What the exercise asks |
Gather every line below that contains the string "green", treating uppercase and lowercase letters as distinct.

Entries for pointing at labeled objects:
....

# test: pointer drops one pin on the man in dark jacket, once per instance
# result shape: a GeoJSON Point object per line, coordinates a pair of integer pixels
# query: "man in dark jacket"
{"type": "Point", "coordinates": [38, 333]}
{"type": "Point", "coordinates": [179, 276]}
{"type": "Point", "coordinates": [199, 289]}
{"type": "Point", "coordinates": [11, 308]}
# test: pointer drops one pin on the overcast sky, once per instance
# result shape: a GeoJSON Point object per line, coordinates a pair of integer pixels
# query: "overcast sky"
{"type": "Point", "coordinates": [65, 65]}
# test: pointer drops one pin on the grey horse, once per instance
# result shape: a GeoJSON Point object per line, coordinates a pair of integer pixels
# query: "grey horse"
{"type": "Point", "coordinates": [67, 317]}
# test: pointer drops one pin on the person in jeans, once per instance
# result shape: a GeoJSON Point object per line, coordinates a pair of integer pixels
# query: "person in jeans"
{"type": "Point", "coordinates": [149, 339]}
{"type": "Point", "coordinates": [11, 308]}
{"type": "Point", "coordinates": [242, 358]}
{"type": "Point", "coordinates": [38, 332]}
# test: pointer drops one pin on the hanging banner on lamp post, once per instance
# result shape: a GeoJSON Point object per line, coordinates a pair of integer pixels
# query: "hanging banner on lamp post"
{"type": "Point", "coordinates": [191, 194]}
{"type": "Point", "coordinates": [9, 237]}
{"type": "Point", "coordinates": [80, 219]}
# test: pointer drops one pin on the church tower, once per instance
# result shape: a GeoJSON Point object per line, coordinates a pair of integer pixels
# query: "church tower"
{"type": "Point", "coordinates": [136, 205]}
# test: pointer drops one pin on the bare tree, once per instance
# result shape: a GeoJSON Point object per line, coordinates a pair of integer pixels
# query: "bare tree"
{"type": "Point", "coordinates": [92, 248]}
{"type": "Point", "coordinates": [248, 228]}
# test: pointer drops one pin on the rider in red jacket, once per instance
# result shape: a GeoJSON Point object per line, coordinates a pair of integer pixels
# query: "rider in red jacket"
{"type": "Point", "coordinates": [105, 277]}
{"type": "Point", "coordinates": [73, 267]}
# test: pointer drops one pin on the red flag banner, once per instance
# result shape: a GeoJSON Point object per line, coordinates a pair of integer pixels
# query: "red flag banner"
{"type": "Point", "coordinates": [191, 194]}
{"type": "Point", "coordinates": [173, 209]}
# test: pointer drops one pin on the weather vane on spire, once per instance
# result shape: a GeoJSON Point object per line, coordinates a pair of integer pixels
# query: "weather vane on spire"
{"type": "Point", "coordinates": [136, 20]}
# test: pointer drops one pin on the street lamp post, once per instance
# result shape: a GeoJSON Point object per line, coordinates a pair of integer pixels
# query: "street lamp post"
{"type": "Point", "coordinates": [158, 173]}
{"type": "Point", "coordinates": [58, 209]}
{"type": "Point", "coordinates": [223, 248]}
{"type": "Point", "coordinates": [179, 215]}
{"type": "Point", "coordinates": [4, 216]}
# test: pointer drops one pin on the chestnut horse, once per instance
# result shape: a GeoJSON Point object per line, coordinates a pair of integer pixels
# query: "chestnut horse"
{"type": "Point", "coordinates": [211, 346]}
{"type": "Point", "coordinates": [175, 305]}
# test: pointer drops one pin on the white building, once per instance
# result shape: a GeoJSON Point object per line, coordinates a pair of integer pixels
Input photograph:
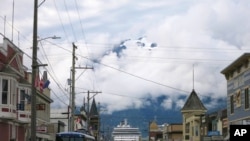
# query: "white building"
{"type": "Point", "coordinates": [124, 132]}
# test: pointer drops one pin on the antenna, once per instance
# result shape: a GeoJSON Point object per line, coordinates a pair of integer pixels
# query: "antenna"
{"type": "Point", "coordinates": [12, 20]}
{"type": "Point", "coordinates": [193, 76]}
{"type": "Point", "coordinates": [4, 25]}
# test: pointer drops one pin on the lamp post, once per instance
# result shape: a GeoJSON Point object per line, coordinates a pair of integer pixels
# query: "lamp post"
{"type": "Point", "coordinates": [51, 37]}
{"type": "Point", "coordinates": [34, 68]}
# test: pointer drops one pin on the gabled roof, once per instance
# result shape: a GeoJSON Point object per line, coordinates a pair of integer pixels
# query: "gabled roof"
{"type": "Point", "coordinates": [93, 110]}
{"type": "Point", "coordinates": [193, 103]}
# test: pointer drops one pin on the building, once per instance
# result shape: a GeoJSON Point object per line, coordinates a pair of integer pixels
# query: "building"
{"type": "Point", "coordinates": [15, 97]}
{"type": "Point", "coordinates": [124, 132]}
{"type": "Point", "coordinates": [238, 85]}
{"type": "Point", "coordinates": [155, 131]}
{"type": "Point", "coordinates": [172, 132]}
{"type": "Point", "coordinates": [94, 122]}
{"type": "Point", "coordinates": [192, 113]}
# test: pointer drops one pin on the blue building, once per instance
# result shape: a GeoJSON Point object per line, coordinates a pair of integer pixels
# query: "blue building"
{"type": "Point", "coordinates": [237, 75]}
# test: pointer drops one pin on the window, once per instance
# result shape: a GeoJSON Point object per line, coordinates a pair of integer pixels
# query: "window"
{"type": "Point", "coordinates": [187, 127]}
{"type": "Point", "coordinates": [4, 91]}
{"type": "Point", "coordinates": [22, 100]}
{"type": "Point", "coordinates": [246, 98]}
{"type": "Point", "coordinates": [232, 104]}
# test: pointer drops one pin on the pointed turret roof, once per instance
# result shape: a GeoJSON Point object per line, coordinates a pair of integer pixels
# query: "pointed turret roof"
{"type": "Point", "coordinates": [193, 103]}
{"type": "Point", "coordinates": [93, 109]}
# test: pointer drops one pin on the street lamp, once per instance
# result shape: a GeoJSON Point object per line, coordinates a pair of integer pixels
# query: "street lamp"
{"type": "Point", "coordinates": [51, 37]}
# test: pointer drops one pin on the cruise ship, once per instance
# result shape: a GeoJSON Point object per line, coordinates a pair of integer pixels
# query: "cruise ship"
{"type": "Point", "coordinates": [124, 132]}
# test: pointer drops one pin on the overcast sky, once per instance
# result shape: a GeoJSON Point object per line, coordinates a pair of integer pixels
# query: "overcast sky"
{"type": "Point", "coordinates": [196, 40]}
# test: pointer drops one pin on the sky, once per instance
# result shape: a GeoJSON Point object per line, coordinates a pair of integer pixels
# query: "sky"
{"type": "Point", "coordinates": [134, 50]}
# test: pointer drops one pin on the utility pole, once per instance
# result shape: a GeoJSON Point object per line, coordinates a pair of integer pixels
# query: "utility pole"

....

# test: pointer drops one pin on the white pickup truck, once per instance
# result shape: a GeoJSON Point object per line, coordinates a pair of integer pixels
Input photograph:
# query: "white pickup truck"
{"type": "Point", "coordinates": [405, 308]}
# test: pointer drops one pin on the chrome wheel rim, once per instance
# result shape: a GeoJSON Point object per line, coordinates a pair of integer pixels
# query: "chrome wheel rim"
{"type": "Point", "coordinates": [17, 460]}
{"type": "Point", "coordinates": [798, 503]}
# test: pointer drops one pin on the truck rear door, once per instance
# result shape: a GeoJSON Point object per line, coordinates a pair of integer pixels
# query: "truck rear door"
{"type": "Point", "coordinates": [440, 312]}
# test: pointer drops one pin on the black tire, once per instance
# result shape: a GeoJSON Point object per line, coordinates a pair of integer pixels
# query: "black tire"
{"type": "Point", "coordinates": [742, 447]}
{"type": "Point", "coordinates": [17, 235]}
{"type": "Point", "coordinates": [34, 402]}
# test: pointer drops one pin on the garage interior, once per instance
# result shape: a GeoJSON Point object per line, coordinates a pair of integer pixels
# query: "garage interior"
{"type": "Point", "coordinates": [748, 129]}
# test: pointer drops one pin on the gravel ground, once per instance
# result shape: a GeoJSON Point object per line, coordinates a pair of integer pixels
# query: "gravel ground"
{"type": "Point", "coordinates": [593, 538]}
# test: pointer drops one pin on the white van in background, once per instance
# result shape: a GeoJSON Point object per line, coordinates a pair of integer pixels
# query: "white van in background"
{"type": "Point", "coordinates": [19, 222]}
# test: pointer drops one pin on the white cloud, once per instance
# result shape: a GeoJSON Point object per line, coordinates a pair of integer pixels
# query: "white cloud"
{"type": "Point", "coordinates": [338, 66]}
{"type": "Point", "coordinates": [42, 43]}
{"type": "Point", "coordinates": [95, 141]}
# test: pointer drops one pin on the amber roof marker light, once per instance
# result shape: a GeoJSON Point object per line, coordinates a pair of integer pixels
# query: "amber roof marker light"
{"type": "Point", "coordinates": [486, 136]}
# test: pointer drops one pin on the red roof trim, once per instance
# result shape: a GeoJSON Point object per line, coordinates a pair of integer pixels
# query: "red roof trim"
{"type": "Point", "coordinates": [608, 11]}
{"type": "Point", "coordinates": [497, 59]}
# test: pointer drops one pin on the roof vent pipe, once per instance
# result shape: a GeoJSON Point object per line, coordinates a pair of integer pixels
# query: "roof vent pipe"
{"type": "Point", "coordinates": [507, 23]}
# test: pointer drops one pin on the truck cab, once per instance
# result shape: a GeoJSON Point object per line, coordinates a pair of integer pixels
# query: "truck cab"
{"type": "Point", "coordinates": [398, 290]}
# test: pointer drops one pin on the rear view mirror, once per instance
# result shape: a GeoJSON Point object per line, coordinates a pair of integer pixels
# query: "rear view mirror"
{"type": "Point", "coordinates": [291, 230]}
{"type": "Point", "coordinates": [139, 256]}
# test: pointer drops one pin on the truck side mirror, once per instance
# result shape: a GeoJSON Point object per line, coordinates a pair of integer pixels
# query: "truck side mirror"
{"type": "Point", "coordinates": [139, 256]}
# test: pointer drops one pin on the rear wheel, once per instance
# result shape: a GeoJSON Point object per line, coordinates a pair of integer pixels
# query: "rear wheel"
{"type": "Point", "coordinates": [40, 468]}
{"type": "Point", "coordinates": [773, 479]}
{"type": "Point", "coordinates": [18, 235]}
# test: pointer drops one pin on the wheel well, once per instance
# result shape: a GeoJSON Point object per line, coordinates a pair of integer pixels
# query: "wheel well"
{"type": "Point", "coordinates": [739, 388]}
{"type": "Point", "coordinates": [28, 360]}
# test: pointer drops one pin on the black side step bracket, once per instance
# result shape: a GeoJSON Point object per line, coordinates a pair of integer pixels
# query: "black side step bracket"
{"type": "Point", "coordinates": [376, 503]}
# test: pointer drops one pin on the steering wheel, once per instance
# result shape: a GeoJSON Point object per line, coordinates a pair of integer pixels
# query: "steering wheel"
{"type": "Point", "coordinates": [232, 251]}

....

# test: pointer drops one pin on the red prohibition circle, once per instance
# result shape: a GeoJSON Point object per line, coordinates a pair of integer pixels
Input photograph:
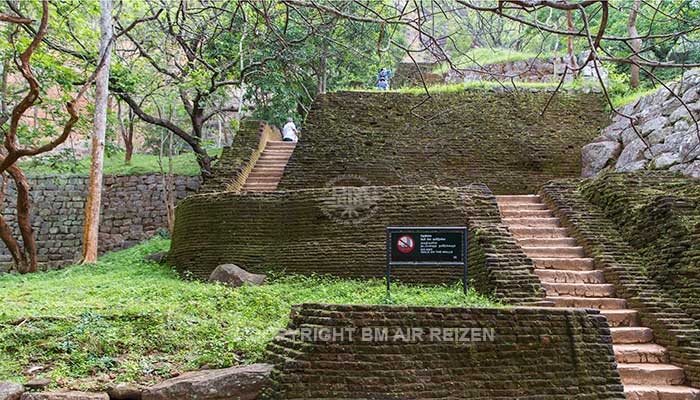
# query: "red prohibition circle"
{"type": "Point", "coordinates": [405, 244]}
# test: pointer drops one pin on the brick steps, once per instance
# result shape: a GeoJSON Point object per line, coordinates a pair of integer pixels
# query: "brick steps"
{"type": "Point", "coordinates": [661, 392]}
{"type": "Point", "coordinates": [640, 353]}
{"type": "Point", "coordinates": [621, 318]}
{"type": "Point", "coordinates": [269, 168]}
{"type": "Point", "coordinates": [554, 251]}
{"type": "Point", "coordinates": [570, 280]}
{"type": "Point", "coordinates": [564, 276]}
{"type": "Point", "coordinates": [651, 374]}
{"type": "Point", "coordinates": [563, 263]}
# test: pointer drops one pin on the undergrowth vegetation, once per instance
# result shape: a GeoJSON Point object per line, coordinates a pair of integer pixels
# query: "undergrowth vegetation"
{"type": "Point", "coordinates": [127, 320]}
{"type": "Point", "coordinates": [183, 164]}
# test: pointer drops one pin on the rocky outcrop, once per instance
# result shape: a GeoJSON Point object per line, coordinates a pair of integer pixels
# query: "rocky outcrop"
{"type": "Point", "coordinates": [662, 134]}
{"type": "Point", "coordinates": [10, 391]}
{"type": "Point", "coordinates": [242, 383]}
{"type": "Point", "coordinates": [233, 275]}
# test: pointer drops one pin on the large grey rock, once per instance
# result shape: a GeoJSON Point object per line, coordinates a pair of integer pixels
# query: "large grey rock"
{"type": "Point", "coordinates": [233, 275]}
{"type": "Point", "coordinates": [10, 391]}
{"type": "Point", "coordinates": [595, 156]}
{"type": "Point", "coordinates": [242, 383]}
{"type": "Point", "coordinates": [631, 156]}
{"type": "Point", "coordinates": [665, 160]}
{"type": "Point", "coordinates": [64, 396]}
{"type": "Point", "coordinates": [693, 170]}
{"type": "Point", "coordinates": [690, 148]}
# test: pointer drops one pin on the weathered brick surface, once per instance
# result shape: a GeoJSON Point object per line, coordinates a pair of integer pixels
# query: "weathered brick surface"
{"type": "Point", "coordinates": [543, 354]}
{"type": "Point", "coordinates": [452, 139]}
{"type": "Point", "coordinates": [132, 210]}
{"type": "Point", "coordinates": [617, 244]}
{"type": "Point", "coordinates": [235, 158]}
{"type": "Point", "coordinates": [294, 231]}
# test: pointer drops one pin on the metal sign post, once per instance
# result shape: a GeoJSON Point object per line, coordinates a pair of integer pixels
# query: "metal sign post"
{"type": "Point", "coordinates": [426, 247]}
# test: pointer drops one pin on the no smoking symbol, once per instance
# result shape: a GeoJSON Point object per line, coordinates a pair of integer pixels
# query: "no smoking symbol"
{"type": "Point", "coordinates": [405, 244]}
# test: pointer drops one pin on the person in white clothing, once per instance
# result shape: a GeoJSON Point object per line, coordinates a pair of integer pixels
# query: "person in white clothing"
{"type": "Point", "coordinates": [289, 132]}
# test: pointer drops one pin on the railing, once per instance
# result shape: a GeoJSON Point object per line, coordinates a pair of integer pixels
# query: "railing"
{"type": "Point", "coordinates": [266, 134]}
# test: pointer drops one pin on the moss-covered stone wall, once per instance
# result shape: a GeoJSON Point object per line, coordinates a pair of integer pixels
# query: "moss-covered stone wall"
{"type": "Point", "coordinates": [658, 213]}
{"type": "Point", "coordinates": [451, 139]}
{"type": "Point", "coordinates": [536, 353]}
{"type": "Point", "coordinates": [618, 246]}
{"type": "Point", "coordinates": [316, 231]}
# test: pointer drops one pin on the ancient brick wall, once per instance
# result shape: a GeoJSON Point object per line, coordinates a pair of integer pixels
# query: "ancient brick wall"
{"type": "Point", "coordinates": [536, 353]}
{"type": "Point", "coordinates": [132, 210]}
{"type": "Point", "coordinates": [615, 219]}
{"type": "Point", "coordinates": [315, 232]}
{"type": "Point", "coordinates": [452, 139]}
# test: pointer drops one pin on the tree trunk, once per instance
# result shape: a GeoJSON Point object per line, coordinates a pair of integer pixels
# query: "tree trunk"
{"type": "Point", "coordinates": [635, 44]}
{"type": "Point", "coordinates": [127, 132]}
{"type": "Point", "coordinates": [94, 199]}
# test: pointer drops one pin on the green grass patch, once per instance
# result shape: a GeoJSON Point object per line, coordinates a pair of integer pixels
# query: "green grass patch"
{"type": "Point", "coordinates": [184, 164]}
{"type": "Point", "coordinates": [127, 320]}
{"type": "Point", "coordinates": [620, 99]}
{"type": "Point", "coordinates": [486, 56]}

....

Answer |
# test: pointer drops one pin on the green grass patch, once per instance
# query: "green grass patch"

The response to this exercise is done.